+++ Text segment +++

Uncertainwhether Polish administrative practice today, applying the 1920 Act, would treat Berek as having lost Polish citizenship in May 1928 by operation of Article 13 of that Act. Multiple competing interpretations exist (see §04).

03

Statutory text — as quoted in the user-provided Master Guide

The text below is reproduced from the user-provided Polish_Citizenship_Master_Legal_Guide.pdf in this folder. Primary citations to the Dziennik Ustaw are shown. I have not independently verified the text against the primary source; the user or attorney should do so.

3a · Act of 20 January 1920 on the Citizenship of the Polish State

Primary citation: Dziennik Ustaw RP 1920 No. 7, item 44. In force 31 January 1920 to 18 January 1951. Quoted from user PDF

Article 11 (loss of citizenship) — as quoted:

Loss of citizenship happens by: (1) obtaining another country's citizenship; (2) taking a public office or entering the service in a foreign country's army without proper Governor's (or Government Commissioner of the capital city of Warsaw's) consent, given in cases of intention of entering the service in a foreign country's army in accord with the relevant district corps commander. Persons who are obligated to active military service can obtain a foreign citizenship in no other way than after obtaining a general military service obligation release, according to rules in force; otherwise, in view of the Polish State, they will still be considered Polish citizens.

+++ Dataset +++

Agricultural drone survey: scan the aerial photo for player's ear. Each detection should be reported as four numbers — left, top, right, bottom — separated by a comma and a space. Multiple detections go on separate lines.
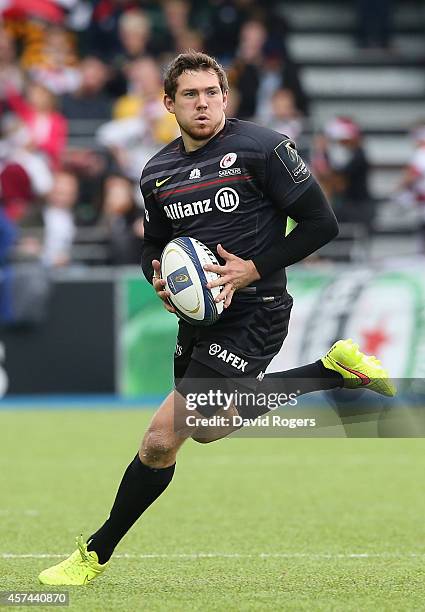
223, 90, 229, 109
163, 94, 175, 115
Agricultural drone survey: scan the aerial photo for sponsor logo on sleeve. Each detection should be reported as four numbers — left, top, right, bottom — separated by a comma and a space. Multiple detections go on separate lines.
218, 168, 242, 177
189, 168, 201, 179
275, 139, 310, 183
214, 187, 239, 212
220, 153, 238, 168
155, 176, 172, 187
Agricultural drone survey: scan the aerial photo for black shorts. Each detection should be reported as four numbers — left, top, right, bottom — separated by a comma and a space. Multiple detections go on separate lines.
174, 293, 292, 386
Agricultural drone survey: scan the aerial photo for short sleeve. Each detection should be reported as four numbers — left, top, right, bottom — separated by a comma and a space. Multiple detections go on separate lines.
264, 137, 316, 209
140, 176, 172, 243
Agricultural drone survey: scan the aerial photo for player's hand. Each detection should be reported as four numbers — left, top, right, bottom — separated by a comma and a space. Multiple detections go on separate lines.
152, 259, 176, 314
204, 244, 260, 308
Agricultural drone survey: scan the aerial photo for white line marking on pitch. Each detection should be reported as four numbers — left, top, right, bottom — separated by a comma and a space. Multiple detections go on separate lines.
0, 552, 425, 559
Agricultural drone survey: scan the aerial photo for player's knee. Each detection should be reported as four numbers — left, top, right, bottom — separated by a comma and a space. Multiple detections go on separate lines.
140, 429, 176, 466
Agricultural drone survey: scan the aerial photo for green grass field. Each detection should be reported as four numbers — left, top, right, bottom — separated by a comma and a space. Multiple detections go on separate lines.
0, 410, 425, 612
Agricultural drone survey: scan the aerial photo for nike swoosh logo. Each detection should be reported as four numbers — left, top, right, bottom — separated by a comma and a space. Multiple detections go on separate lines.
155, 176, 172, 187
335, 360, 370, 386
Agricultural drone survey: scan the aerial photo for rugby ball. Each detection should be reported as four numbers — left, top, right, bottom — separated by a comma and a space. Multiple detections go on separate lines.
161, 236, 223, 325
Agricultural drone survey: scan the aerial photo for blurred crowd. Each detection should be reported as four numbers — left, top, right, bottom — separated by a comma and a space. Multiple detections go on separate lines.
0, 0, 425, 267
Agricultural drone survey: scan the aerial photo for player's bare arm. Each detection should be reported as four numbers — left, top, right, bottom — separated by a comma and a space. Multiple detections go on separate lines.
204, 244, 260, 308
152, 259, 176, 314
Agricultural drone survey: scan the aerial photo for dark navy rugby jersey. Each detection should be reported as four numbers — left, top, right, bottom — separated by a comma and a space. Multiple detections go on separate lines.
140, 119, 315, 293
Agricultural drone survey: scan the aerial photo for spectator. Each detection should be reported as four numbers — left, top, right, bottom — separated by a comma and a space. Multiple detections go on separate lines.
101, 175, 143, 265
30, 27, 80, 95
231, 20, 308, 119
62, 57, 112, 121
312, 117, 374, 229
42, 170, 79, 267
255, 89, 304, 142
396, 121, 425, 253
118, 11, 152, 64
97, 58, 178, 181
0, 26, 23, 97
205, 0, 250, 64
84, 0, 140, 62
6, 82, 68, 168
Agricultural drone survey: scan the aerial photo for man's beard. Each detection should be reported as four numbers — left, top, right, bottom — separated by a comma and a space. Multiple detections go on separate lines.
180, 122, 221, 141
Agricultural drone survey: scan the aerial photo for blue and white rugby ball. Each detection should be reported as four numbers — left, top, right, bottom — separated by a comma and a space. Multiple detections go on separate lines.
161, 236, 223, 325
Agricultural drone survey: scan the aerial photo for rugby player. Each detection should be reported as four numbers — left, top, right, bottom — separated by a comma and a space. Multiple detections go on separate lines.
39, 52, 395, 585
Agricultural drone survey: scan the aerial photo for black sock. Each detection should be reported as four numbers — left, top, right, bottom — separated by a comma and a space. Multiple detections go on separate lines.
264, 359, 344, 395
87, 454, 175, 565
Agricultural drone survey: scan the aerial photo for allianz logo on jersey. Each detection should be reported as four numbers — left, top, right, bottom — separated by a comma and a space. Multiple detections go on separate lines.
164, 187, 240, 221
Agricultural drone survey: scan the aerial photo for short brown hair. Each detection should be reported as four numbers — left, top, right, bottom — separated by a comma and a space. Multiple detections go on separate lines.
164, 51, 229, 100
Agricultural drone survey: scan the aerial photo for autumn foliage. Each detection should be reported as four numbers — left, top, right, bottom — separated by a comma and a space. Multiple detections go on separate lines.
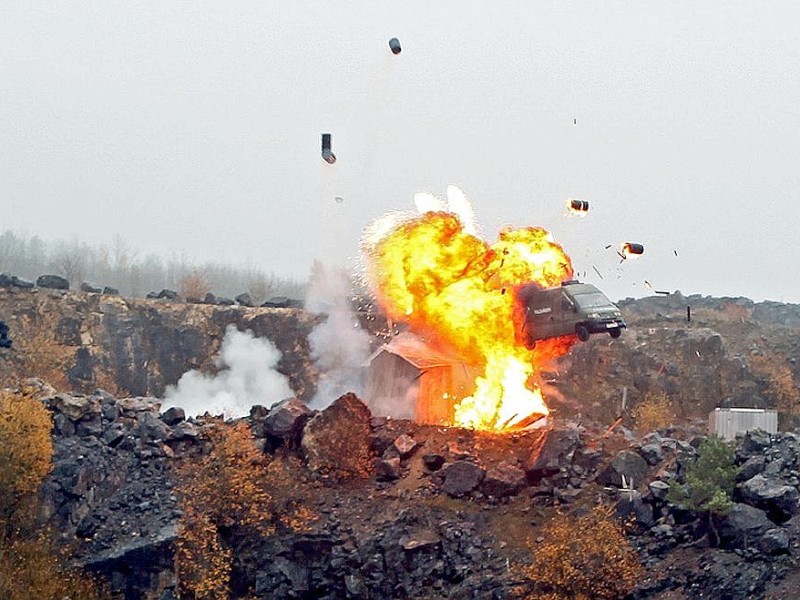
175, 422, 310, 599
0, 389, 102, 600
525, 505, 643, 600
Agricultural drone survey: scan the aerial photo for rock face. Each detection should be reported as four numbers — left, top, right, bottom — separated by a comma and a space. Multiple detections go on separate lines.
0, 288, 317, 400
597, 450, 649, 486
301, 394, 372, 477
39, 385, 797, 600
36, 275, 69, 290
737, 475, 800, 523
442, 460, 483, 497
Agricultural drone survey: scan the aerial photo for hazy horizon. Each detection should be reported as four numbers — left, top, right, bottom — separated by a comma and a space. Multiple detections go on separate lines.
0, 0, 800, 303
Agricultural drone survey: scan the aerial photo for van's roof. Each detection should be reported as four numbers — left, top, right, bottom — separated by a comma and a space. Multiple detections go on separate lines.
520, 280, 602, 296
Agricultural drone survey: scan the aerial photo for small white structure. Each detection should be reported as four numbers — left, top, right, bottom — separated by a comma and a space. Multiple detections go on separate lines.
708, 408, 778, 440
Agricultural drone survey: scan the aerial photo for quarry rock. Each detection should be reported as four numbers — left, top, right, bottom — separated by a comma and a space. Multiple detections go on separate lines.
597, 450, 649, 487
736, 456, 767, 481
234, 292, 253, 307
161, 406, 186, 427
639, 444, 664, 466
525, 428, 581, 483
263, 398, 312, 439
736, 475, 800, 523
480, 461, 528, 498
758, 527, 791, 555
442, 460, 484, 497
50, 394, 102, 421
168, 421, 200, 441
422, 454, 445, 471
393, 433, 418, 459
375, 456, 402, 481
301, 393, 372, 474
717, 502, 775, 548
36, 275, 69, 290
614, 491, 655, 531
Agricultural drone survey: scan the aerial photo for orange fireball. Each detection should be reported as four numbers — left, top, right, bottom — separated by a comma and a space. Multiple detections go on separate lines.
365, 199, 574, 430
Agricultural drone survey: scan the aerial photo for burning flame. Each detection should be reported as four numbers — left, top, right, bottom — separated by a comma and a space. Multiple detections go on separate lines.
363, 188, 574, 430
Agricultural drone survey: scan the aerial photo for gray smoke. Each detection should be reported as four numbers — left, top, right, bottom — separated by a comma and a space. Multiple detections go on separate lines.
163, 325, 293, 419
305, 261, 370, 409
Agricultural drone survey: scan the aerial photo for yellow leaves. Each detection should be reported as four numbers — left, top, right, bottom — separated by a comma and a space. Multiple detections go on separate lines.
525, 506, 643, 600
175, 422, 312, 600
0, 390, 100, 600
0, 532, 107, 600
0, 390, 53, 524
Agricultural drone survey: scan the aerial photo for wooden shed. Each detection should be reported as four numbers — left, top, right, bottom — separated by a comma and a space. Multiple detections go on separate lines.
365, 332, 480, 425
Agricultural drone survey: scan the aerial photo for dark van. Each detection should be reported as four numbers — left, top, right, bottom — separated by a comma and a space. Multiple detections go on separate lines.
517, 281, 626, 348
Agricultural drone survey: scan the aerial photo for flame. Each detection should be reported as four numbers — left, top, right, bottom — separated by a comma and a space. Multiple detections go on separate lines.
363, 197, 574, 430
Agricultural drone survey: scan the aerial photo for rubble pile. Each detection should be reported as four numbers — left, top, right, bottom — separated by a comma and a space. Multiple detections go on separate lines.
31, 382, 800, 600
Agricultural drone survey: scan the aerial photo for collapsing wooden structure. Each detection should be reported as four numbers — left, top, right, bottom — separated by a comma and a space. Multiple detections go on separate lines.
365, 332, 480, 425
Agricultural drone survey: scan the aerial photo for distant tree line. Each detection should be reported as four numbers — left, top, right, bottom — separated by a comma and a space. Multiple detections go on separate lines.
0, 230, 306, 303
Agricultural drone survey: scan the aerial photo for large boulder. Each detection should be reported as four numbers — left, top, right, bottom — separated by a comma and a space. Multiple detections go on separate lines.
481, 462, 528, 498
234, 292, 253, 307
614, 490, 655, 531
736, 475, 800, 523
525, 427, 581, 482
263, 398, 312, 440
716, 502, 774, 548
597, 450, 649, 487
442, 460, 484, 497
301, 393, 372, 479
50, 394, 102, 422
36, 275, 69, 290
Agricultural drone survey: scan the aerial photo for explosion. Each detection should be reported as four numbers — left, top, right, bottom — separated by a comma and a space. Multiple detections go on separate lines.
362, 186, 575, 430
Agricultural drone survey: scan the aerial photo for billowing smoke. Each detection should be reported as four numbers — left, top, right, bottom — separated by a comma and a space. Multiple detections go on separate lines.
305, 261, 370, 409
164, 325, 293, 419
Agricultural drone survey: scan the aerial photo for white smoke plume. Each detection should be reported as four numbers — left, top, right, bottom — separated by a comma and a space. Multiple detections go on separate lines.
163, 325, 294, 419
305, 261, 370, 410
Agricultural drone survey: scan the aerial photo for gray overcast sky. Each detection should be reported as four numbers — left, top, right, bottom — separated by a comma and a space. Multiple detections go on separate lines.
0, 0, 800, 302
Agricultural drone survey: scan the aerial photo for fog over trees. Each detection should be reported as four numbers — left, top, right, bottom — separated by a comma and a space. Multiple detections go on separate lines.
0, 230, 306, 303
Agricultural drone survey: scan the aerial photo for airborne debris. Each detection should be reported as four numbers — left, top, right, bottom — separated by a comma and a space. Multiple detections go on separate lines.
621, 242, 644, 258
567, 198, 589, 213
322, 133, 336, 165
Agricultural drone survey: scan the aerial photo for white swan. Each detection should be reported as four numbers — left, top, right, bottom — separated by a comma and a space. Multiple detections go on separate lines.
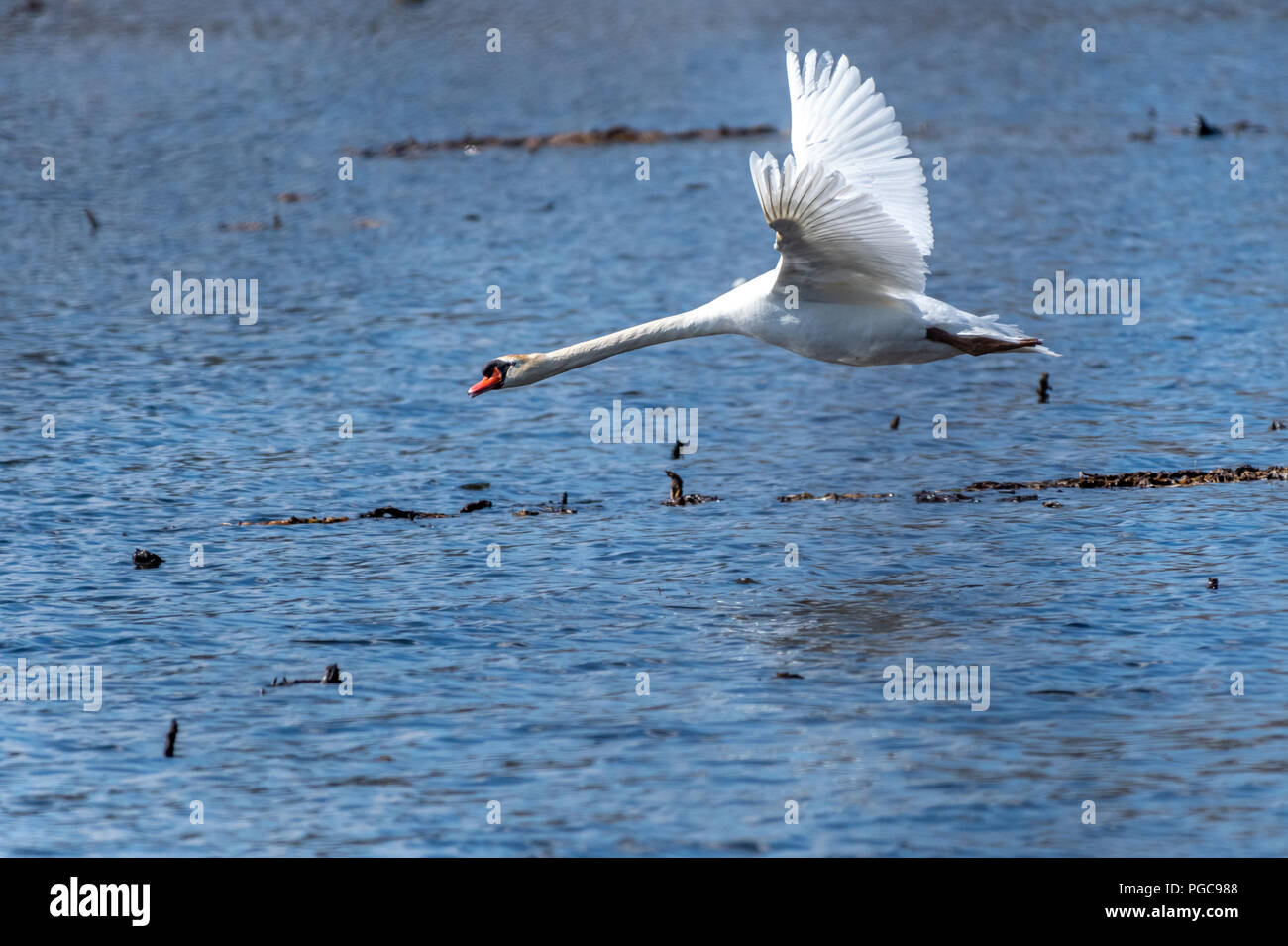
469, 51, 1056, 397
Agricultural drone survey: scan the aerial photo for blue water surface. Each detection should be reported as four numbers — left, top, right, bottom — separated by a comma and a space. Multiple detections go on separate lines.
0, 0, 1288, 856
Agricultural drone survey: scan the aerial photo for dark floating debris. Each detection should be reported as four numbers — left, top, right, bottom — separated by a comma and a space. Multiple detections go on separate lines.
514, 493, 577, 516
358, 125, 778, 158
962, 464, 1288, 493
1180, 115, 1266, 138
224, 516, 349, 525
358, 506, 451, 519
134, 549, 164, 569
269, 664, 340, 686
1192, 115, 1221, 138
662, 470, 720, 506
219, 214, 282, 233
778, 493, 894, 502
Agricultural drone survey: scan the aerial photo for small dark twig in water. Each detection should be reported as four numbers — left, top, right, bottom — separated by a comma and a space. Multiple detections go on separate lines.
512, 493, 577, 516
134, 549, 164, 569
1194, 115, 1221, 138
666, 470, 684, 506
269, 664, 340, 686
662, 470, 720, 506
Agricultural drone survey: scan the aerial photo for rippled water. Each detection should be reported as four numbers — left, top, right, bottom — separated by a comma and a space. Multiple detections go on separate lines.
0, 0, 1288, 856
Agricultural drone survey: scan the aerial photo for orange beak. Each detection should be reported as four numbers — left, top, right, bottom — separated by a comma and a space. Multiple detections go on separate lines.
468, 368, 505, 397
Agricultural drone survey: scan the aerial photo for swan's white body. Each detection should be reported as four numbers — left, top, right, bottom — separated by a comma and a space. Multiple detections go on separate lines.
471, 51, 1055, 395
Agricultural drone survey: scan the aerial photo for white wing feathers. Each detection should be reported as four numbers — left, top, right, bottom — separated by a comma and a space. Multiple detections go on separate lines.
751, 154, 926, 291
751, 51, 935, 292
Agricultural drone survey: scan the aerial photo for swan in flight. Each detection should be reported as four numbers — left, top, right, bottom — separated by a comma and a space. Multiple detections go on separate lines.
469, 51, 1056, 397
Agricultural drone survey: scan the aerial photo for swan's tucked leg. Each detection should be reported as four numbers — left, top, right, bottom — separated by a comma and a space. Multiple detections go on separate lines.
926, 326, 1042, 356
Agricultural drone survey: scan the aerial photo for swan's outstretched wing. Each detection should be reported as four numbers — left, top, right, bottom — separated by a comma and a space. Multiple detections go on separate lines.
751, 51, 935, 298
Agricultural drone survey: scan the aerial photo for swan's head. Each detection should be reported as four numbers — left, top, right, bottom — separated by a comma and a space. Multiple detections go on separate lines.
468, 354, 548, 397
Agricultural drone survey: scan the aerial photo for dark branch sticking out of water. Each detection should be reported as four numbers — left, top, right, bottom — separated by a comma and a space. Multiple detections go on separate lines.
358, 125, 780, 158
662, 470, 720, 506
269, 664, 340, 686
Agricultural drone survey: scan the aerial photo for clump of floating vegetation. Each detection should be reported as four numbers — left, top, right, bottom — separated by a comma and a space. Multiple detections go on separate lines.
358, 125, 778, 158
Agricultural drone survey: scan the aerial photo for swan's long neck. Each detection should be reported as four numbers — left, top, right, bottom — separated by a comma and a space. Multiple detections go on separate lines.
535, 298, 733, 379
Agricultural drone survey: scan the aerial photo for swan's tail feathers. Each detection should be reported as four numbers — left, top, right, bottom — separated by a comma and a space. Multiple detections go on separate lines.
926, 324, 1060, 358
960, 314, 1061, 358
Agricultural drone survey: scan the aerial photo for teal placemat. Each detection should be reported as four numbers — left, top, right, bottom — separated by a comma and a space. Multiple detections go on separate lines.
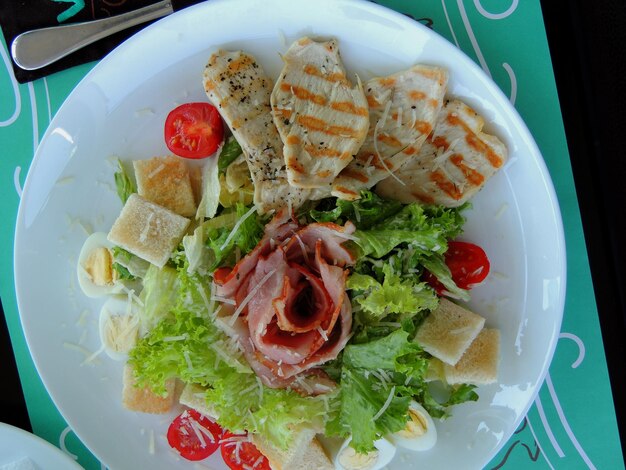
0, 0, 623, 469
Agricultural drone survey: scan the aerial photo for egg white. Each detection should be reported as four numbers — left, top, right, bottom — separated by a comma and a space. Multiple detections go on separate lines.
390, 400, 437, 452
334, 437, 396, 470
99, 296, 139, 361
76, 232, 123, 298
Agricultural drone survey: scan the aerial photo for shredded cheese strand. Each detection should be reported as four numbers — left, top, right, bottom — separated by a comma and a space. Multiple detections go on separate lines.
229, 269, 276, 326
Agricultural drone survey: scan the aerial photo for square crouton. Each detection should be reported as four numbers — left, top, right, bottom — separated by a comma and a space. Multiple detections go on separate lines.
252, 426, 335, 470
133, 155, 196, 217
107, 194, 190, 268
415, 298, 485, 366
444, 328, 500, 385
122, 364, 176, 414
178, 384, 219, 419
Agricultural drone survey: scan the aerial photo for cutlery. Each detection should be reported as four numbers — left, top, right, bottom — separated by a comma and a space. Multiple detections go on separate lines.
11, 0, 198, 70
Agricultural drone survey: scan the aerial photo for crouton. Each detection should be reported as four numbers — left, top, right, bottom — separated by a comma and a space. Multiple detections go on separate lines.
122, 364, 176, 414
415, 298, 485, 366
107, 194, 190, 268
443, 328, 500, 385
133, 155, 196, 217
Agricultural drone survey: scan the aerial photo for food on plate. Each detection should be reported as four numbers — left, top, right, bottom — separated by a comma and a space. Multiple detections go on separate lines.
415, 298, 485, 365
443, 328, 500, 385
332, 64, 448, 200
107, 194, 189, 268
390, 400, 437, 452
78, 38, 506, 470
424, 240, 490, 295
167, 409, 224, 460
165, 103, 224, 159
204, 50, 309, 213
271, 37, 369, 189
76, 232, 120, 297
335, 438, 396, 470
133, 155, 197, 217
252, 426, 334, 470
376, 100, 507, 207
122, 364, 176, 414
98, 297, 139, 360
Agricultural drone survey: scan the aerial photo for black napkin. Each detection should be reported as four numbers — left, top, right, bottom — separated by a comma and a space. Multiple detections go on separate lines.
0, 0, 163, 83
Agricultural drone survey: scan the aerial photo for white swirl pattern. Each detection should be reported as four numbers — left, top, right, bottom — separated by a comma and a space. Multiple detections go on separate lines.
0, 40, 22, 127
454, 0, 518, 105
474, 0, 519, 20
441, 0, 596, 470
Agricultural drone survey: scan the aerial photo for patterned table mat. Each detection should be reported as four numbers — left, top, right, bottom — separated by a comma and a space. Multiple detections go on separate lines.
0, 0, 623, 469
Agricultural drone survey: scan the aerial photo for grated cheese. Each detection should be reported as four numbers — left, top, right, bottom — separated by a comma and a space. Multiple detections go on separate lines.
229, 269, 276, 326
374, 101, 406, 186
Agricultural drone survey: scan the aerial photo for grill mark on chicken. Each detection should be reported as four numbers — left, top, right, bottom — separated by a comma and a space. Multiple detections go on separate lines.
203, 50, 309, 212
450, 154, 485, 186
296, 115, 361, 138
302, 64, 349, 85
280, 83, 326, 106
332, 65, 447, 199
272, 38, 369, 187
376, 100, 507, 207
330, 101, 369, 116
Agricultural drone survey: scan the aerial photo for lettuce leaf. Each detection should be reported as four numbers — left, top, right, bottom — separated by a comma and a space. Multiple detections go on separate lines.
217, 136, 243, 173
196, 154, 220, 220
346, 264, 438, 321
326, 329, 428, 452
139, 264, 180, 330
308, 191, 403, 229
129, 263, 337, 448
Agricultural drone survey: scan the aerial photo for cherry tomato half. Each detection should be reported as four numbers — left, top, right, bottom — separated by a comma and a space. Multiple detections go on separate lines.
167, 409, 224, 460
221, 431, 272, 470
165, 103, 224, 159
424, 241, 490, 295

+++

◆ **Direction**:
Please list every date in the text on Polish citizenship law that gives a day, a month and a year. The rows have nothing to do with the text on Polish citizenship law.

◆ **Complete answer**:
20 January 1920
31 January 1920
18 January 1951